**WHAT TO WORK ON**
Write out everything from the very first line down to the one containing "<point>539,169</point>", both included, as a numbered list with blank lines omitted.
===== EXTRACTED RECORDS
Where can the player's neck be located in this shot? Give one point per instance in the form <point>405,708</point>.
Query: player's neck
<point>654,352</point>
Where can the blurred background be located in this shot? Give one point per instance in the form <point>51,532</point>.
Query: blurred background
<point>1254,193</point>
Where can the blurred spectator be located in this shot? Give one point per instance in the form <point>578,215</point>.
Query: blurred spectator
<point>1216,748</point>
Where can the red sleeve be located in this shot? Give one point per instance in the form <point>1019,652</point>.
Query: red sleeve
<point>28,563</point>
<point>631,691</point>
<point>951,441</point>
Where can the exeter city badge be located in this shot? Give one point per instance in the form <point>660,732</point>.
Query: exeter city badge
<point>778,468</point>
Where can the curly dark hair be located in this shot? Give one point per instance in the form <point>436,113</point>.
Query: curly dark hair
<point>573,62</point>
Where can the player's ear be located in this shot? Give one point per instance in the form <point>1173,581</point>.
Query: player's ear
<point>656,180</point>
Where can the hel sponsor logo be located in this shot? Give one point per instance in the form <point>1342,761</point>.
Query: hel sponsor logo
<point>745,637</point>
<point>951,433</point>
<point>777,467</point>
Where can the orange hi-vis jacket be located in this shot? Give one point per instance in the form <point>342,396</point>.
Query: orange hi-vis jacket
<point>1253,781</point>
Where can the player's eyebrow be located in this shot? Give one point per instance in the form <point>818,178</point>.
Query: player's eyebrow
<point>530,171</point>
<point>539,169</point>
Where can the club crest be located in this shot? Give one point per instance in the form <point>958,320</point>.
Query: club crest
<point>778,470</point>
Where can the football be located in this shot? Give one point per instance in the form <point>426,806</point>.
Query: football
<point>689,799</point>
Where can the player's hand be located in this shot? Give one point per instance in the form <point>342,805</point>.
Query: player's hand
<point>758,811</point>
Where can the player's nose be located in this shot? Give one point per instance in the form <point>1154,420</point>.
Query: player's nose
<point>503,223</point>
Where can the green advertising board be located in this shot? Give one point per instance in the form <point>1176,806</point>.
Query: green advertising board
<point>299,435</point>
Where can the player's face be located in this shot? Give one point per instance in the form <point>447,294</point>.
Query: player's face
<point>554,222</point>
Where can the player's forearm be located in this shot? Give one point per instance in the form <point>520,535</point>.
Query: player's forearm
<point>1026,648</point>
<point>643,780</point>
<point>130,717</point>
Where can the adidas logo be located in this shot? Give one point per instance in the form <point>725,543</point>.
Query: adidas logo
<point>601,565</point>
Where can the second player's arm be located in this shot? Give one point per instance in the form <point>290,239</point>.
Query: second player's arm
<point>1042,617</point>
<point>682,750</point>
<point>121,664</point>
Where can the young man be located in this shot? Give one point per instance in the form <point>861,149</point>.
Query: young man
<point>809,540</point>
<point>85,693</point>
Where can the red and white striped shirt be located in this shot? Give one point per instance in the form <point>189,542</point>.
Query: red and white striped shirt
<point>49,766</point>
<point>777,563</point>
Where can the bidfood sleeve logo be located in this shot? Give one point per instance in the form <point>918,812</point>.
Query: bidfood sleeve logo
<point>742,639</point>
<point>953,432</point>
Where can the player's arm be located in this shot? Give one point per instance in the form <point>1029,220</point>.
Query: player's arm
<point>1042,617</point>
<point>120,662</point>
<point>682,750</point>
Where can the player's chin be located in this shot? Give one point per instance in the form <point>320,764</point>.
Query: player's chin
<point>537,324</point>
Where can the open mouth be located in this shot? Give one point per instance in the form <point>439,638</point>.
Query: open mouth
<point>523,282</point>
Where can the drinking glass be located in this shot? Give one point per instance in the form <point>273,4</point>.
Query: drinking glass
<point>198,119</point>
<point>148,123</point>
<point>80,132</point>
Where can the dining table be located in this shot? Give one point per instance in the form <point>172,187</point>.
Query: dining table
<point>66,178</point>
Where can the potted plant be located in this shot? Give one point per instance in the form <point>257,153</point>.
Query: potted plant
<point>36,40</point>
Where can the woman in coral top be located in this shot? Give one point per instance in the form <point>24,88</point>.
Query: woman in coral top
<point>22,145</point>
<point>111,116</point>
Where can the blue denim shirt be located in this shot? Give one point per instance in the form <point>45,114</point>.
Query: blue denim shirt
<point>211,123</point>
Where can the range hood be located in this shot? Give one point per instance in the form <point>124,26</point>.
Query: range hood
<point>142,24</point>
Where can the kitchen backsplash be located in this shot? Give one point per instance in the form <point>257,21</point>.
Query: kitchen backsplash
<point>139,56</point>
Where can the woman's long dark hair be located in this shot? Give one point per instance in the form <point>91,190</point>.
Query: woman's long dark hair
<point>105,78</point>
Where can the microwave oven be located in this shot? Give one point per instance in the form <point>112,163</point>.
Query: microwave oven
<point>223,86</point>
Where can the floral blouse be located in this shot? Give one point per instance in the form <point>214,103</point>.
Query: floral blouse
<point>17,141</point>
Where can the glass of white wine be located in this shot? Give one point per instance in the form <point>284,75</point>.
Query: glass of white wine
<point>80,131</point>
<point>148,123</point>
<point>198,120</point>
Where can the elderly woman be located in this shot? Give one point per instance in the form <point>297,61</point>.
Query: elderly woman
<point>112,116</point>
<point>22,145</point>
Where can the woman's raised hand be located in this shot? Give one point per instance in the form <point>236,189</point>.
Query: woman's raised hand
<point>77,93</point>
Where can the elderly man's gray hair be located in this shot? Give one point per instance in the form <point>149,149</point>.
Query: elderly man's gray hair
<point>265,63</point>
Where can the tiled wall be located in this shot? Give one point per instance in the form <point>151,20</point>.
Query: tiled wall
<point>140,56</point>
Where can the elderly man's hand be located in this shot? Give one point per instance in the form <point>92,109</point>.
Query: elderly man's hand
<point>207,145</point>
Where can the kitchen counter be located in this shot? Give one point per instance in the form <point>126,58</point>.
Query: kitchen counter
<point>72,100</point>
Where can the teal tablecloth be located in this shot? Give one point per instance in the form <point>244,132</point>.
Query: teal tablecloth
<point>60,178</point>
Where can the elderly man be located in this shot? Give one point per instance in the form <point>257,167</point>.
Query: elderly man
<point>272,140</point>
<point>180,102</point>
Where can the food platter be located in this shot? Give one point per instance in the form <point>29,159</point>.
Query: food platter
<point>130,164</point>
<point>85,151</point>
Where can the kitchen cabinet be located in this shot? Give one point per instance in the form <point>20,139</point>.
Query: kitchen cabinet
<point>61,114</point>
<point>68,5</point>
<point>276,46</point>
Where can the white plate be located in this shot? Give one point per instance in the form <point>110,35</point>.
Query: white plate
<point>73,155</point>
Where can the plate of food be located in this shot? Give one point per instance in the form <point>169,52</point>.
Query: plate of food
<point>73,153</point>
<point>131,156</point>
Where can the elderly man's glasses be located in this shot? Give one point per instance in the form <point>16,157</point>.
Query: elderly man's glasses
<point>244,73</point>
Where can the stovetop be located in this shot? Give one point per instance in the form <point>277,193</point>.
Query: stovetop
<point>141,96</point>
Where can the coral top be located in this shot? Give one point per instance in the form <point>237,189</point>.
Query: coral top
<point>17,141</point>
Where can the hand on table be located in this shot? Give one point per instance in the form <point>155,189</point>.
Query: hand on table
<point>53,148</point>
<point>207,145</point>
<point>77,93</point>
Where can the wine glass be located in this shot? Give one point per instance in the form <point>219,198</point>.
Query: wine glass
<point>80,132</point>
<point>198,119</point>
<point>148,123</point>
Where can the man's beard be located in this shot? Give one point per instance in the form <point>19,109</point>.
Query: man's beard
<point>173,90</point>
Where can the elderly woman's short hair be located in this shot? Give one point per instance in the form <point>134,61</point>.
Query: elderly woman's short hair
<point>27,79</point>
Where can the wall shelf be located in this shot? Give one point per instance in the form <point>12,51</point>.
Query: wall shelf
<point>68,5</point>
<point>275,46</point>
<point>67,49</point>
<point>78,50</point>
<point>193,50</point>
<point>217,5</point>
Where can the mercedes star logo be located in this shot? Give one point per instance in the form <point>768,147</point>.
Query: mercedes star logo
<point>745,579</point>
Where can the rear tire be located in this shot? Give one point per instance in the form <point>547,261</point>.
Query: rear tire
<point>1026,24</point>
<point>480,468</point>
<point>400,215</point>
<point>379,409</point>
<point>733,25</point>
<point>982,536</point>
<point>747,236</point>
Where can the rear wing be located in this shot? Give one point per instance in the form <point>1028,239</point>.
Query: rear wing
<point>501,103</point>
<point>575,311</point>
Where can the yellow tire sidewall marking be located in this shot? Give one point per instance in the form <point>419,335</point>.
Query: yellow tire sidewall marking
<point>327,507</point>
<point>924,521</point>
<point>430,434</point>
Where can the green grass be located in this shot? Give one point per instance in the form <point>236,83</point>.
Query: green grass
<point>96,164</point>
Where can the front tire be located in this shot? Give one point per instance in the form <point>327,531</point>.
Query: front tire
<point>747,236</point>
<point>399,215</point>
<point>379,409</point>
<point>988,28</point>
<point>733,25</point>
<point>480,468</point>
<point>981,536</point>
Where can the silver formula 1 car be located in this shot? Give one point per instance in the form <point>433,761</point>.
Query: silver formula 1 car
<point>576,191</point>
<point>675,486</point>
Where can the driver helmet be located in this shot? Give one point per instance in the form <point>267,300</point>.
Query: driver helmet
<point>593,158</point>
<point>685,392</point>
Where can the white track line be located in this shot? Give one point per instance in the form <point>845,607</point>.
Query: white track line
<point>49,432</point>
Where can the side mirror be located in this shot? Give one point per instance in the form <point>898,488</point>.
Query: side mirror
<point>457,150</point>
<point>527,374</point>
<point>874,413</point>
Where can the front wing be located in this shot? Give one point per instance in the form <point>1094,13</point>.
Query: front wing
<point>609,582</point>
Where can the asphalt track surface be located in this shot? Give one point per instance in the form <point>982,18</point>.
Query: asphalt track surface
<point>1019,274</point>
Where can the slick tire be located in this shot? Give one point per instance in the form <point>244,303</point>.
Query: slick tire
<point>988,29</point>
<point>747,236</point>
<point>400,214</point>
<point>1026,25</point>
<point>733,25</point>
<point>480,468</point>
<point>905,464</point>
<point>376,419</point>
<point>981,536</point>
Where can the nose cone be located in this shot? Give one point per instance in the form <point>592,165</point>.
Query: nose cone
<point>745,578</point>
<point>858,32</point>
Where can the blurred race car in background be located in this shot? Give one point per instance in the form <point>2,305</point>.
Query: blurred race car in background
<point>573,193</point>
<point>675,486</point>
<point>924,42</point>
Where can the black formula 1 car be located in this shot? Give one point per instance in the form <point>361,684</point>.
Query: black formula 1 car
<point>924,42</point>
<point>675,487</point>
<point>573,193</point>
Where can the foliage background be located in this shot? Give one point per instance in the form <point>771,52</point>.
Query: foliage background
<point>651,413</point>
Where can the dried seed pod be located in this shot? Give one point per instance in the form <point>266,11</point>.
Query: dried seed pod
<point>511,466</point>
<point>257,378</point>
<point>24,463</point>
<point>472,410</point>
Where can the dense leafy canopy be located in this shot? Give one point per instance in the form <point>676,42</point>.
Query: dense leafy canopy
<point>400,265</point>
==========
**CORRECT ANSWER**
1. Where can the player's neck be located in this shot? Give one point per instance in the form <point>405,708</point>.
2. Query: player's neck
3. <point>654,352</point>
4. Where can the blurred background be located in this shot? Give one point per instance in the form <point>51,532</point>.
5. Query: blurred background
6. <point>1254,193</point>
7. Where can the blurred spectator be located in this shot? Give one point per instance in the form <point>578,215</point>.
8. Query: blurred spectator
9. <point>1216,748</point>
10. Where can the red sleeve be located in this shot? Give one point per instance in the form <point>1019,652</point>.
11. Query: red sleeve
12. <point>28,563</point>
13. <point>631,691</point>
14. <point>951,441</point>
15. Where can the exeter city badge be located in this shot? Give one point per instance in the form <point>660,732</point>.
16. Query: exeter city badge
17. <point>778,468</point>
18. Where can the curly dark hair be located in this shot? Give one point per instance in the form <point>436,113</point>.
19. Query: curly dark hair
20. <point>573,62</point>
21. Where can the player's ear be located in this shot? Give one point per instance in the form <point>1173,581</point>.
22. Query: player's ear
23. <point>656,180</point>
24. Where can the hel sponsor logo be located in this shot? Give one point per instance in the form <point>1342,761</point>.
25. Query: hel sponsor logo
26. <point>745,637</point>
27. <point>951,433</point>
28. <point>777,467</point>
29. Where can the orange hi-vis jacket be located in this shot? Give one point per instance in the form <point>342,396</point>.
30. Query: orange hi-vis jacket
31. <point>1253,781</point>
32. Where can the player's eyebrow be located in this shot? Give one point per instance in the form <point>818,178</point>.
33. Query: player's eyebrow
34. <point>530,171</point>
35. <point>539,169</point>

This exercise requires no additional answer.